begin PROVIDED RECORDS

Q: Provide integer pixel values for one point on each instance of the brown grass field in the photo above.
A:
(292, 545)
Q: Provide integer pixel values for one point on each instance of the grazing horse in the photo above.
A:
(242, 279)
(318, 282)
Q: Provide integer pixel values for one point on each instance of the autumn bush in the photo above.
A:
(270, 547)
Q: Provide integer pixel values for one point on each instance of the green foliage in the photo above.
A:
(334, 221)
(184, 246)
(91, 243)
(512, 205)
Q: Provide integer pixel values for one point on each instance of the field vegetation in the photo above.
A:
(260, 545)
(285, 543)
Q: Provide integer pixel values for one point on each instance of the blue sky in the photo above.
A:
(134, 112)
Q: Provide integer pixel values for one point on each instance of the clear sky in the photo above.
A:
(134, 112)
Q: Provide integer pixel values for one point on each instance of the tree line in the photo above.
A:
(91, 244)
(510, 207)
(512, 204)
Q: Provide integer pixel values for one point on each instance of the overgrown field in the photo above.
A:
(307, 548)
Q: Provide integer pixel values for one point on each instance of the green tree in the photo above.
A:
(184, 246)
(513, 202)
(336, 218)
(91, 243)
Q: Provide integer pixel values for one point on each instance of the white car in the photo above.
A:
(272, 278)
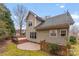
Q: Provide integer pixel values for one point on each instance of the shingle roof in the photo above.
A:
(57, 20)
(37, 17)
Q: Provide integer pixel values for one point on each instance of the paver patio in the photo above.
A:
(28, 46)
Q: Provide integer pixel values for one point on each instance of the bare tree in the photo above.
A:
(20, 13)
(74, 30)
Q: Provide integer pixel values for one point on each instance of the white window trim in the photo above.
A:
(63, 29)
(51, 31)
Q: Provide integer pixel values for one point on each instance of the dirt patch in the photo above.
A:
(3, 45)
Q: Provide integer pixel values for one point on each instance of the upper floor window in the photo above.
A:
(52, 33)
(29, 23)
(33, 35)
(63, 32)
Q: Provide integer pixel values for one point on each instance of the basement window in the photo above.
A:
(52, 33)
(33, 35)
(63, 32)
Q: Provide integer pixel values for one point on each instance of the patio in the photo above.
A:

end PROVIDED RECORDS
begin PROVIDED RECORDS

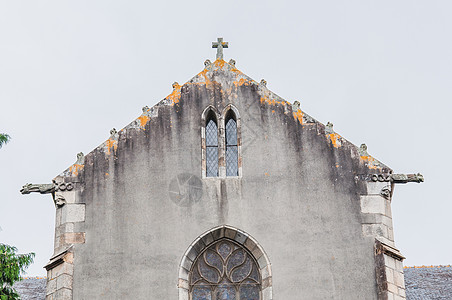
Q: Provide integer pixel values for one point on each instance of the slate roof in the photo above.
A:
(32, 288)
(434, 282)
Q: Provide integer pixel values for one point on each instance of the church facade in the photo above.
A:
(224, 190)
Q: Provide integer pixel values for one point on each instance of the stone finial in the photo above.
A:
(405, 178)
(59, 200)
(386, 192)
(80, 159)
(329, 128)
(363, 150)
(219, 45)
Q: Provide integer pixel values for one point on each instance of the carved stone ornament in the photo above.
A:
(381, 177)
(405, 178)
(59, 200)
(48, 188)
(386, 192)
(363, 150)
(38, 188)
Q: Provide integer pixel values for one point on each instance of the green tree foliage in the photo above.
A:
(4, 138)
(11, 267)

end PROVIDED RECORDS

> _YOUR GOAL_
Pull out each line of the data above that contains the word "patio", and copy those lines in full.

> _THE RESPONSE_
Q: Provide integer pixel values for one point on each instance of the paver patio in the photo above.
Q: Provide integer pixel values for one point on each instance of the patio in the photo above.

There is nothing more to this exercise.